• [SET TASK] Please write out the records from the beginning through the line holding "105), (27, 110)]", inclusive, with "white paper" swapped for "blank sheet" and nothing else changed. Return only those lines.
[Start of THE RECORDS]
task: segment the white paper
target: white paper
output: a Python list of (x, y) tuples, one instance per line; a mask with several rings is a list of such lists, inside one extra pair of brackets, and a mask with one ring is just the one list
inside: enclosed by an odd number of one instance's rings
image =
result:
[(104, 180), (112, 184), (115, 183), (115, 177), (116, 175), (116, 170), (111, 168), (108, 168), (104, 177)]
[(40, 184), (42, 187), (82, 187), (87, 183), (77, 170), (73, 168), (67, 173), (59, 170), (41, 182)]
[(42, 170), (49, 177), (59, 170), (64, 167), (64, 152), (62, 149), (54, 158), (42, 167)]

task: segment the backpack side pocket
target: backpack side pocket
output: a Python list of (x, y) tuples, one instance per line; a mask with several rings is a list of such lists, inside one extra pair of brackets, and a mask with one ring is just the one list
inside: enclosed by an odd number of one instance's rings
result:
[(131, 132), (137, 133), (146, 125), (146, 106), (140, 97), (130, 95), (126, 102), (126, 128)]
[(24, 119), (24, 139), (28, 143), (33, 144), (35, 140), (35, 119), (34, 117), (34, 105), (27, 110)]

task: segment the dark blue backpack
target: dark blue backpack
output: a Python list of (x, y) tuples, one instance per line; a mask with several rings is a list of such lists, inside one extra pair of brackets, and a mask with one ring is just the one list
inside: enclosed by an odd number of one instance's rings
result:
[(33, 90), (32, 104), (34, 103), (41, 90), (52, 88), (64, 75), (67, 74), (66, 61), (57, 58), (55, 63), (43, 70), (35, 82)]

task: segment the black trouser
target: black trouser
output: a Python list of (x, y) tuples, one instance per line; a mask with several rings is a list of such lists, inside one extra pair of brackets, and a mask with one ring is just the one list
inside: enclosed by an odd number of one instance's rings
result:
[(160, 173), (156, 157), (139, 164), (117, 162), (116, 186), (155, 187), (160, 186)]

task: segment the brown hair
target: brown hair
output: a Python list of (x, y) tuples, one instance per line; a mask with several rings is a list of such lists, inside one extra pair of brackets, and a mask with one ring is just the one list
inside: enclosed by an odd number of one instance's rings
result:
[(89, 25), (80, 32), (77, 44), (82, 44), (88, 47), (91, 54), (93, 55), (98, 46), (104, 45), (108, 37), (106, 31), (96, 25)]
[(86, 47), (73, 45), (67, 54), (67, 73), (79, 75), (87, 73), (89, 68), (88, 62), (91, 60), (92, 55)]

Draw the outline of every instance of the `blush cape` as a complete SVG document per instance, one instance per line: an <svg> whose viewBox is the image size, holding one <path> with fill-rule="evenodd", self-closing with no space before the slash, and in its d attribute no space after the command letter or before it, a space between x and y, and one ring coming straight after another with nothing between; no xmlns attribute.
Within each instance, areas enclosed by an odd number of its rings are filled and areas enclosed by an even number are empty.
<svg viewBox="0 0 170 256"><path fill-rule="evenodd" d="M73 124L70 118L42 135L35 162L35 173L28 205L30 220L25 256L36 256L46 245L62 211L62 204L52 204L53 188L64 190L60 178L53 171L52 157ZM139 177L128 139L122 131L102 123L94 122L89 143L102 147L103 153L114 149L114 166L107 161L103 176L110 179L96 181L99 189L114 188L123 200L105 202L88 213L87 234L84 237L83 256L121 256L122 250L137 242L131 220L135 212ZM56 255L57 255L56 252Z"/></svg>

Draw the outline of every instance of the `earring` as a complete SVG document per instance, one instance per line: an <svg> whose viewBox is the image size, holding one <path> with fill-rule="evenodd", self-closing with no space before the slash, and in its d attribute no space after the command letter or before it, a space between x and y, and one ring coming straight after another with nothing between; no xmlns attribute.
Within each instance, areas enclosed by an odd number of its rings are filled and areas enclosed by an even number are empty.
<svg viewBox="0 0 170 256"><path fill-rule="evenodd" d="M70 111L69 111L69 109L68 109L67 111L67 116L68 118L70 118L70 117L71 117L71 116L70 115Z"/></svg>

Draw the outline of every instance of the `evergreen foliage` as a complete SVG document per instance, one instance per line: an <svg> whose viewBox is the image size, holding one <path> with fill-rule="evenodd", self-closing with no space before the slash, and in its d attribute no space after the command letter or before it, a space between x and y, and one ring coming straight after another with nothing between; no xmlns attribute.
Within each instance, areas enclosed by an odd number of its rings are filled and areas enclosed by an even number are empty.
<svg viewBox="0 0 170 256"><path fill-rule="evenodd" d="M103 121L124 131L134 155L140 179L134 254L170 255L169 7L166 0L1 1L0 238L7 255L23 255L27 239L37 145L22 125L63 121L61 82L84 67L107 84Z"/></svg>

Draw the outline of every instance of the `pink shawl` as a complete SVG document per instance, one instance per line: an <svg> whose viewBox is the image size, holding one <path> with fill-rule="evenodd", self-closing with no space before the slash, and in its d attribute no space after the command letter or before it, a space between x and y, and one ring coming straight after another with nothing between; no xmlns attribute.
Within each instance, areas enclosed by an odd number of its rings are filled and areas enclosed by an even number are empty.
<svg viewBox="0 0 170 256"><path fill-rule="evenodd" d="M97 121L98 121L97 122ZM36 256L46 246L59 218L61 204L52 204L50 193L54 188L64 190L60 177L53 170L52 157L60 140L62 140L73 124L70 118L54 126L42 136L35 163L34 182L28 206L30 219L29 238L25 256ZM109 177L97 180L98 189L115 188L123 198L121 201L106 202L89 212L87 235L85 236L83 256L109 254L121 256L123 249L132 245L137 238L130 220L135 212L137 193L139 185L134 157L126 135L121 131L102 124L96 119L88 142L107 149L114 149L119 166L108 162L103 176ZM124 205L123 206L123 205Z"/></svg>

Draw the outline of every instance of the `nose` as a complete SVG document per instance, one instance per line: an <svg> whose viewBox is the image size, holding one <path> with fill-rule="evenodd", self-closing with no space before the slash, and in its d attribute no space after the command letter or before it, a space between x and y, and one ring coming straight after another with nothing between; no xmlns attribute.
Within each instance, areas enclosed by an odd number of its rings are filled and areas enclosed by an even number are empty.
[End of THE RECORDS]
• [SOLUTION TO THE PROBLEM]
task: segment the blank sheet
target: blank sheet
output: a Python list of (x, y) tuples, one instance per line; a mask with several rings is a list of such lists, inside one extra pair of brackets, and a mask with one ring is just the one list
inside: enclosed by an odd number of one instance's rings
image =
result:
[(104, 180), (112, 184), (115, 183), (115, 177), (116, 175), (116, 170), (111, 168), (108, 168), (104, 177)]
[(40, 184), (42, 187), (82, 187), (87, 183), (77, 170), (73, 168), (67, 173), (59, 170), (41, 182)]
[(42, 170), (49, 177), (59, 170), (64, 167), (64, 152), (62, 149), (54, 158), (42, 167)]

task: segment the backpack side pocket
target: backpack side pocket
output: a Python list of (x, y) tuples, one instance per line; a mask with several rings is a list of such lists, inside one extra pair of brackets, and a mask with one ring is just the one list
inside: enclosed by an odd number of one instance's rings
result:
[(131, 132), (137, 133), (146, 125), (146, 106), (140, 97), (130, 95), (126, 102), (126, 128)]
[(24, 119), (24, 139), (28, 143), (33, 144), (35, 140), (35, 119), (34, 117), (34, 105), (27, 110)]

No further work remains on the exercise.